=== What to produce ===
The listing below holds a line with "query = dog's black nose" and a later line with "query = young man". Write out those two lines and every line between them, exactly, and nothing else.

=== Available data ===
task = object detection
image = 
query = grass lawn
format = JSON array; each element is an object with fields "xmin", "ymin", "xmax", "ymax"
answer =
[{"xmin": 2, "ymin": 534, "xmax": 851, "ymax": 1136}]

...

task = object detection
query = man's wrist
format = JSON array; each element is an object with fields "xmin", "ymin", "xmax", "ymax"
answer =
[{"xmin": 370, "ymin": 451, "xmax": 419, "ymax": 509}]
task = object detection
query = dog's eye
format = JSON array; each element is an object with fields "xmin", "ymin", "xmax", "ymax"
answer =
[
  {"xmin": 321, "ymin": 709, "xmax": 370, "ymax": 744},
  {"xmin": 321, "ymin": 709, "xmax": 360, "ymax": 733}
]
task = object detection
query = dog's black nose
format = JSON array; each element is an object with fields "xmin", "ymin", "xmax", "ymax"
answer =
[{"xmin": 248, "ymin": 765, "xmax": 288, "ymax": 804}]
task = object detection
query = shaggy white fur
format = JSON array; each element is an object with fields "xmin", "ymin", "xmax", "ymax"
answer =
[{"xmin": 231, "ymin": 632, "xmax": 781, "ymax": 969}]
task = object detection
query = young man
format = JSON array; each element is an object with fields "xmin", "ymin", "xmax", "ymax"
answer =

=== Solution to the exercise ===
query = dog's black nose
format = JSON array; each element is an object with fields "xmin", "ymin", "xmax", "ymax"
answer =
[{"xmin": 248, "ymin": 765, "xmax": 288, "ymax": 804}]
task = object detection
query = shaggy white fur
format = JSON array; each element is an object with fields "xmin", "ymin", "xmax", "ymax"
answer =
[{"xmin": 231, "ymin": 632, "xmax": 781, "ymax": 969}]
task = object detection
query = young man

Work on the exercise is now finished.